# Stated exercise:
Reproduce the lines in the records below word for word, beginning at the line that contains "Which region of the image contains the computer" and ending with the last line of the records.

Stored items from a collection:

Begin

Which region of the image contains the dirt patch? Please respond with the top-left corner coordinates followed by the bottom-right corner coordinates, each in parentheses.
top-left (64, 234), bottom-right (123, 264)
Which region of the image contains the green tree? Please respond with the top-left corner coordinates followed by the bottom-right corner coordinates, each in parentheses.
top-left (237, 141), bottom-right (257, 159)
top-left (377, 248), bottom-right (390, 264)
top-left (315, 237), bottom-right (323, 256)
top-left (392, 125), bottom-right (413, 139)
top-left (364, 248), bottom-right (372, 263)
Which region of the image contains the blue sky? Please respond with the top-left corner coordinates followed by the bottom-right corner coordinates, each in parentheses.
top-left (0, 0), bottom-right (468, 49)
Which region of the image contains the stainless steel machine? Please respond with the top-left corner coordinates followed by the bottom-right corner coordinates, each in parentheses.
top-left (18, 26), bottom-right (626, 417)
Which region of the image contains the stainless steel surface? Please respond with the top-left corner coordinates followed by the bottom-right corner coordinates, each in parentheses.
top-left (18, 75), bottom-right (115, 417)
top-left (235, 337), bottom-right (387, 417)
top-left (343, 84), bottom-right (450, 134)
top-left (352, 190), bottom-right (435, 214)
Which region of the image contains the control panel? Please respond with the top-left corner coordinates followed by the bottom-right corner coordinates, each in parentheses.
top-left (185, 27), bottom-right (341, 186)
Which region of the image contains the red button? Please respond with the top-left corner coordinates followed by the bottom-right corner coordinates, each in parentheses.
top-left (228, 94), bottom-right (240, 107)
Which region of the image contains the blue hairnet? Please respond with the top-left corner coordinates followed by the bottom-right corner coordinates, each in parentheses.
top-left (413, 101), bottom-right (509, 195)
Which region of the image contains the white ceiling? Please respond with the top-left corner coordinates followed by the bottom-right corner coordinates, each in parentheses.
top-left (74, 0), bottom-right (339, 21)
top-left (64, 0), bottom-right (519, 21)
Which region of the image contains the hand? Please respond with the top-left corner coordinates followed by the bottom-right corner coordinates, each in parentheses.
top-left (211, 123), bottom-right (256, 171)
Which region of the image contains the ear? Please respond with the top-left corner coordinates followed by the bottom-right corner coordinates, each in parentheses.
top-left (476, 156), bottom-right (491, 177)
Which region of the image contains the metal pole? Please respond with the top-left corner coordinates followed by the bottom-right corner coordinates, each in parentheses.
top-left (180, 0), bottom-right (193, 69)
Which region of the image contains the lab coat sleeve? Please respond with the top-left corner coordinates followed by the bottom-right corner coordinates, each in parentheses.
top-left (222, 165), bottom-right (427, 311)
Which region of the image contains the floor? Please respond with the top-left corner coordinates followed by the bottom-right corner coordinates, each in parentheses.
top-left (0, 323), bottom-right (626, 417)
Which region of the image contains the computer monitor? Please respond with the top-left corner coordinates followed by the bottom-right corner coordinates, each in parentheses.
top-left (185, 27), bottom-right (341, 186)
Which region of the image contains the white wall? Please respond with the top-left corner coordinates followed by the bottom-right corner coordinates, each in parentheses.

End

# Response to this task:
Which region of the image contains the computer monitor? Please respond with the top-left corner coordinates followed by the bottom-right corner coordinates, each in parentheses.
top-left (185, 27), bottom-right (341, 186)
Which region of the image contains the white wall? Please respond with the top-left corner coordinates followed by the bottom-right corner coordinates, each in parentheses.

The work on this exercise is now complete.